§ **WHAT YOU SHOULD DO**: Quote, word for word, every line starting at the line that contains "Objective: one point per instance of the white" and ending with the last line of the records; include both of these lines and no others.

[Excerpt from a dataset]
┄┄┄┄┄┄┄┄┄┄

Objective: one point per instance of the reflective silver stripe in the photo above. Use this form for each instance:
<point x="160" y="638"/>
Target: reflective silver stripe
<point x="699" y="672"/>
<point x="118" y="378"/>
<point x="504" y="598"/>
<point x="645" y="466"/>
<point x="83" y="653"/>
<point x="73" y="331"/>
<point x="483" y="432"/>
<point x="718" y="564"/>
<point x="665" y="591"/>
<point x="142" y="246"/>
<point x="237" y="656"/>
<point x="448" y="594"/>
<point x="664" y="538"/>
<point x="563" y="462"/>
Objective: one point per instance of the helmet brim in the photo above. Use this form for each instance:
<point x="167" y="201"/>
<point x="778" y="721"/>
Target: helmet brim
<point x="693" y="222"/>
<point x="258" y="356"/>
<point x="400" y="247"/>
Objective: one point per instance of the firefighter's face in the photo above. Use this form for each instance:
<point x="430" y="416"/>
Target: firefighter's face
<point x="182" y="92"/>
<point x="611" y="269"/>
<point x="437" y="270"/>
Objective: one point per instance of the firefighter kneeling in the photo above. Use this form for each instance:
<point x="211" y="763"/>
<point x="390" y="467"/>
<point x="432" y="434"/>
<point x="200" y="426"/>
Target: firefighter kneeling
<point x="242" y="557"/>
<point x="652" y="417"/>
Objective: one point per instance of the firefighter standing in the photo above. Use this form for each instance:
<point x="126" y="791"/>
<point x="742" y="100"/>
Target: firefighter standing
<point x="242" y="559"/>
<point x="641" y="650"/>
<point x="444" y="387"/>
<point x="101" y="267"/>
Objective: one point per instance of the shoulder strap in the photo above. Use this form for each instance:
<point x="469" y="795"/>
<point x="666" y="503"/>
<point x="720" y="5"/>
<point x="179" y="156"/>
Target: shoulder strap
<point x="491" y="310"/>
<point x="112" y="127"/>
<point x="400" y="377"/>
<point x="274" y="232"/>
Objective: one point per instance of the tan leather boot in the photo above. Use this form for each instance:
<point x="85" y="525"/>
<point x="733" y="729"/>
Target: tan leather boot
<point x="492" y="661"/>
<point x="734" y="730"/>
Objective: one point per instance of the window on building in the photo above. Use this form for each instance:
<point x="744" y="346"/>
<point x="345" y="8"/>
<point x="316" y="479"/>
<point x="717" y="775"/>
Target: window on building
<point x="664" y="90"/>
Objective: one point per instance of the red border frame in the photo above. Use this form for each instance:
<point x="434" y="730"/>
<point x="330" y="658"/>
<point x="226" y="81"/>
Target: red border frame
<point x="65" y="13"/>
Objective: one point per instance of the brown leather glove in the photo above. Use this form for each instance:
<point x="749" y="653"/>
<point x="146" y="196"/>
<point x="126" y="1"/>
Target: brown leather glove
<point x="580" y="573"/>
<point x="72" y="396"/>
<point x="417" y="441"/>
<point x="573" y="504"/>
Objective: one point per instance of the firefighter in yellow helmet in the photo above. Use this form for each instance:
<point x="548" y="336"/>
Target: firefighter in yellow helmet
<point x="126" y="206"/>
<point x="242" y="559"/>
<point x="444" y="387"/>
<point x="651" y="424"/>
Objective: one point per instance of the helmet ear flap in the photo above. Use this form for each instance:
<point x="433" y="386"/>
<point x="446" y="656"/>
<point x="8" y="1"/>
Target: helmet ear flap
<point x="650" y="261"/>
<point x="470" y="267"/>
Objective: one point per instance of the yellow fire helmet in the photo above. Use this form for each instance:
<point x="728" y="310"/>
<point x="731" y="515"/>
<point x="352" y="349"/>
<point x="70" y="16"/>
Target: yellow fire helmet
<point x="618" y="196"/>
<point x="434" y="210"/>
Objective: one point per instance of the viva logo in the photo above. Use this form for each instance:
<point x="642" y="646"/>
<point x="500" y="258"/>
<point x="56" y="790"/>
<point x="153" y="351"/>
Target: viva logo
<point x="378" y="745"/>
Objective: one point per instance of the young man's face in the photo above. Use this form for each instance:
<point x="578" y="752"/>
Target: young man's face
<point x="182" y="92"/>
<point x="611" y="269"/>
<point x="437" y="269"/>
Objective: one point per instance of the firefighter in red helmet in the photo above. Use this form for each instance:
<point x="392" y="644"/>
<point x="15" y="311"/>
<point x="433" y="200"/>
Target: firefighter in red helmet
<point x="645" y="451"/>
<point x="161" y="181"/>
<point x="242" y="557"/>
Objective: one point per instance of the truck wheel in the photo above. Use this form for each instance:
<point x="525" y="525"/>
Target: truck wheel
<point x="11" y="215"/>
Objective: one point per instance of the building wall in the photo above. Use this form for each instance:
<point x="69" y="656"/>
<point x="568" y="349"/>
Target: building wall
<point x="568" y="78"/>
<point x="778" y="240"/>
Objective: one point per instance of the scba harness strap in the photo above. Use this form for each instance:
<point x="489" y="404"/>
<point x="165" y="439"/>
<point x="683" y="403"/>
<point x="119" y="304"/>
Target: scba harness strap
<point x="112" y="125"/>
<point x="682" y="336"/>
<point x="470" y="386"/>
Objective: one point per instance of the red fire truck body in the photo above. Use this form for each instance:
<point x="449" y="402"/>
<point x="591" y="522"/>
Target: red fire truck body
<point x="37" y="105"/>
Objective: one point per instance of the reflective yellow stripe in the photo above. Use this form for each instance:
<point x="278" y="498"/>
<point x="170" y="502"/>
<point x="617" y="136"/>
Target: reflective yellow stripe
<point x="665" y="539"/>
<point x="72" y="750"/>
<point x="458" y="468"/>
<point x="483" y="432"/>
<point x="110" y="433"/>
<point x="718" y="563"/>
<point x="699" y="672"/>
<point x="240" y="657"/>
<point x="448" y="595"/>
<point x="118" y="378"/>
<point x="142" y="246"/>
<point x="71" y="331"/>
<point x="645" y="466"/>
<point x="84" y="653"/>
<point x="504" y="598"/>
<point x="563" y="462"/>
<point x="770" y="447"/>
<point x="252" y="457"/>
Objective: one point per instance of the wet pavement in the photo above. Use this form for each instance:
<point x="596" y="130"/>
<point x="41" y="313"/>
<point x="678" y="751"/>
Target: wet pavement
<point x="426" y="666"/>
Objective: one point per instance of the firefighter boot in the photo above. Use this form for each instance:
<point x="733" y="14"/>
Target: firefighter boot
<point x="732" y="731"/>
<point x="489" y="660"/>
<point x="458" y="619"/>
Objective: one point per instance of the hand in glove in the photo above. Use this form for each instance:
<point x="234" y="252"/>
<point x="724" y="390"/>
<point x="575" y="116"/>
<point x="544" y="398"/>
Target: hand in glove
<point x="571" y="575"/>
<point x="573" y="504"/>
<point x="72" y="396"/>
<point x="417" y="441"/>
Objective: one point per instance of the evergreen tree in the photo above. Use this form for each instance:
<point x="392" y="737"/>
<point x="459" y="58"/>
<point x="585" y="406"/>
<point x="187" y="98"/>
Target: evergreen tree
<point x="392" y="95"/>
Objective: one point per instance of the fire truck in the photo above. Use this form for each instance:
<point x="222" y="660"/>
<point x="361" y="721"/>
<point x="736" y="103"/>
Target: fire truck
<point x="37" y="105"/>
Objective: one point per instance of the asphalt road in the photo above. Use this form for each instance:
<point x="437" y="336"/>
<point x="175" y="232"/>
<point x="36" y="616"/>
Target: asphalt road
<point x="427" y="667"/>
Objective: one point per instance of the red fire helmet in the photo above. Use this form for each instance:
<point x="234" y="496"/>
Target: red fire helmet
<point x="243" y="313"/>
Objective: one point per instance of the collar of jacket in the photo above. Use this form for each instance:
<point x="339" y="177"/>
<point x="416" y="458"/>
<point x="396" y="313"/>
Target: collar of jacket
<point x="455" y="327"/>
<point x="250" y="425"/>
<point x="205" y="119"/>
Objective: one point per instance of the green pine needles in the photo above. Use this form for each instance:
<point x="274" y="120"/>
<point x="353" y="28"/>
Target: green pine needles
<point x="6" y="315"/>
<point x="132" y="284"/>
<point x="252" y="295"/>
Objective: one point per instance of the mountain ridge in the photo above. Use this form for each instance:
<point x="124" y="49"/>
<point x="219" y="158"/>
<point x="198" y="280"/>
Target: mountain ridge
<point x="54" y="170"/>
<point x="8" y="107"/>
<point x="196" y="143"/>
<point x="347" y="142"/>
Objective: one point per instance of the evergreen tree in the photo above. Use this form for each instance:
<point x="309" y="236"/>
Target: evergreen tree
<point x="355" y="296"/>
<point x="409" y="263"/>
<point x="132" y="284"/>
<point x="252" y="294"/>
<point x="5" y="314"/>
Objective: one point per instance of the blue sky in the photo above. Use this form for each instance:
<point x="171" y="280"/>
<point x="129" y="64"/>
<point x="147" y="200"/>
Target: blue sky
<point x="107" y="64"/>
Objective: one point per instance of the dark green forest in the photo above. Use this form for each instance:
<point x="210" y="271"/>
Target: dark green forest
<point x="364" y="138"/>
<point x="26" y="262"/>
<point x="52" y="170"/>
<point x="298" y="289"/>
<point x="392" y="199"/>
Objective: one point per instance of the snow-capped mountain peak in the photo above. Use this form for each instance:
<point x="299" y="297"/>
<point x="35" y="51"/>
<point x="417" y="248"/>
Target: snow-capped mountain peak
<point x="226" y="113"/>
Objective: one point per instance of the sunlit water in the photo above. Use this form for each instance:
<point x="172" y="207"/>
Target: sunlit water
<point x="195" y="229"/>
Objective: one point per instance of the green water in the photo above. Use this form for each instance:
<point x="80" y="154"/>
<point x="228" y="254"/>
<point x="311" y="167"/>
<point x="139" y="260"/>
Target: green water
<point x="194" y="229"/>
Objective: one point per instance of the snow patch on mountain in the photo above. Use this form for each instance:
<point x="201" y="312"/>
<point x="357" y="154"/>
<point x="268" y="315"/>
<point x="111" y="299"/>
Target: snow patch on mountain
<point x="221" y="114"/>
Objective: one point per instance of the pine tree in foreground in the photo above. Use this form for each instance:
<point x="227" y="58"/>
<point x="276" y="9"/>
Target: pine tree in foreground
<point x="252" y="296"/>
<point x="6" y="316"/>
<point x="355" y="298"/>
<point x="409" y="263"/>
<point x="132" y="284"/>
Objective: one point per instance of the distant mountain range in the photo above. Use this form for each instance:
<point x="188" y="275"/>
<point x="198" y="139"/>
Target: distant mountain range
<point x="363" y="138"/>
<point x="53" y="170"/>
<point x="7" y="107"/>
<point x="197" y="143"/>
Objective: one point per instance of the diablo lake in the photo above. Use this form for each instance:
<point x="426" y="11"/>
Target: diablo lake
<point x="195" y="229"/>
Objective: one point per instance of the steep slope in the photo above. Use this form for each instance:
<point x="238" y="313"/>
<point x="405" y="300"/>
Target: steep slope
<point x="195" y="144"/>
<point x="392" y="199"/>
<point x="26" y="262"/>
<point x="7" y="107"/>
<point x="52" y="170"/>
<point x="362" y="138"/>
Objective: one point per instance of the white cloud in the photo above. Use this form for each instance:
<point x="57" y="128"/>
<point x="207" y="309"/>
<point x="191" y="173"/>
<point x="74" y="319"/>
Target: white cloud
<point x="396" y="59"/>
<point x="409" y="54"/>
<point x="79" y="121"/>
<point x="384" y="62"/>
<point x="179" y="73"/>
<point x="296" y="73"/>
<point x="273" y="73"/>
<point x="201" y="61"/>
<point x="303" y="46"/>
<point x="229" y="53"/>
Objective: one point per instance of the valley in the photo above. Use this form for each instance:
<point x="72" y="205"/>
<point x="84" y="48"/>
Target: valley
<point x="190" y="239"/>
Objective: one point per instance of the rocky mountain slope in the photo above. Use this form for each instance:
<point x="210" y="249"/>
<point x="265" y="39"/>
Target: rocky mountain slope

┄┄┄┄┄┄┄┄┄┄

§ **FINAL RESULT**:
Objective: one point per instance of the white cloud in the photo above. Use this form for each instance:
<point x="57" y="128"/>
<point x="207" y="309"/>
<point x="191" y="173"/>
<point x="74" y="319"/>
Target: white cloud
<point x="396" y="59"/>
<point x="409" y="54"/>
<point x="79" y="121"/>
<point x="384" y="62"/>
<point x="179" y="73"/>
<point x="296" y="73"/>
<point x="273" y="73"/>
<point x="201" y="61"/>
<point x="303" y="46"/>
<point x="229" y="53"/>
Objective: one point per instance of the valley in the photo above. Use this form for each instance:
<point x="72" y="205"/>
<point x="84" y="48"/>
Target: valley
<point x="190" y="239"/>
Objective: one point per instance of the rocky mountain slope in the photo above. Use this form for each instance:
<point x="210" y="249"/>
<point x="265" y="39"/>
Target: rocky mountain slope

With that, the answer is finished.